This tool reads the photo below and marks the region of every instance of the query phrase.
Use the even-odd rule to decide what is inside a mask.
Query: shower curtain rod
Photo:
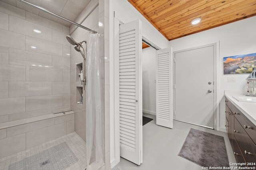
[[[82,25],[81,25],[80,24],[78,24],[78,23],[75,23],[75,22],[73,22],[73,21],[70,21],[69,20],[68,20],[68,19],[67,19],[66,18],[64,18],[64,17],[60,16],[59,15],[57,15],[56,14],[52,13],[52,12],[48,11],[48,10],[46,10],[46,9],[44,9],[44,8],[42,8],[40,6],[38,6],[37,5],[34,5],[34,4],[32,4],[32,3],[31,3],[30,2],[27,2],[27,1],[26,1],[24,0],[18,0],[20,1],[20,2],[23,2],[24,3],[25,3],[26,4],[27,4],[27,5],[30,5],[30,6],[33,6],[34,7],[35,7],[36,8],[37,8],[37,9],[39,9],[40,10],[42,10],[42,11],[43,11],[44,12],[46,12],[46,13],[48,13],[48,14],[51,14],[52,15],[53,15],[54,16],[56,16],[56,17],[57,18],[60,18],[61,19],[62,19],[66,21],[67,22],[69,22],[70,23],[72,23],[72,24],[75,25],[77,26],[78,27],[81,27],[82,28],[83,28],[83,29],[86,29],[86,30],[88,30],[88,31],[92,31],[93,33],[98,33],[98,32],[97,32],[96,31],[93,30],[92,29],[90,29],[89,28],[87,28],[87,27],[84,27],[84,26]]]

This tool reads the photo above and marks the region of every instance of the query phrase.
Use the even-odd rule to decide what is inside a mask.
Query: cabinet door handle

========================================================================

Rewrite all of the records with "query phrase" changed to "search phrase" and nothing else altered. Leave the pictures out.

This tool reads the photo below and marks the region of every instance of the search phrase.
Use the even-odd rule to decide what is inside a mask.
Query: shower curtain rod
Photo:
[[[82,25],[81,25],[80,24],[78,24],[78,23],[75,23],[75,22],[73,22],[73,21],[70,21],[69,20],[68,20],[68,19],[67,19],[66,18],[64,18],[64,17],[60,16],[59,15],[57,15],[56,14],[52,13],[52,12],[48,11],[48,10],[46,10],[46,9],[44,9],[44,8],[42,8],[40,6],[38,6],[37,5],[34,5],[34,4],[32,4],[32,3],[31,3],[30,2],[27,2],[27,1],[26,1],[24,0],[18,0],[20,1],[20,2],[23,2],[24,3],[25,3],[26,4],[27,4],[27,5],[30,5],[30,6],[33,6],[34,7],[35,7],[36,8],[37,8],[37,9],[39,9],[40,10],[42,10],[42,11],[43,11],[44,12],[46,12],[46,13],[48,13],[48,14],[51,14],[52,15],[53,15],[54,16],[56,16],[56,17],[57,18],[60,18],[61,19],[62,19],[66,21],[67,22],[69,22],[70,23],[72,23],[72,24],[75,25],[77,26],[78,27],[81,27],[82,28],[83,28],[83,29],[86,29],[86,30],[88,30],[88,31],[92,31],[93,33],[98,33],[98,32],[97,32],[96,31],[93,30],[92,29],[90,29],[89,28],[87,28],[87,27],[84,27],[84,26]]]

This tool reads the photo above and marks the region of every instance of the search phrase.
Use the even-odd rule to decide what is inside a mask.
Query: cabinet door handle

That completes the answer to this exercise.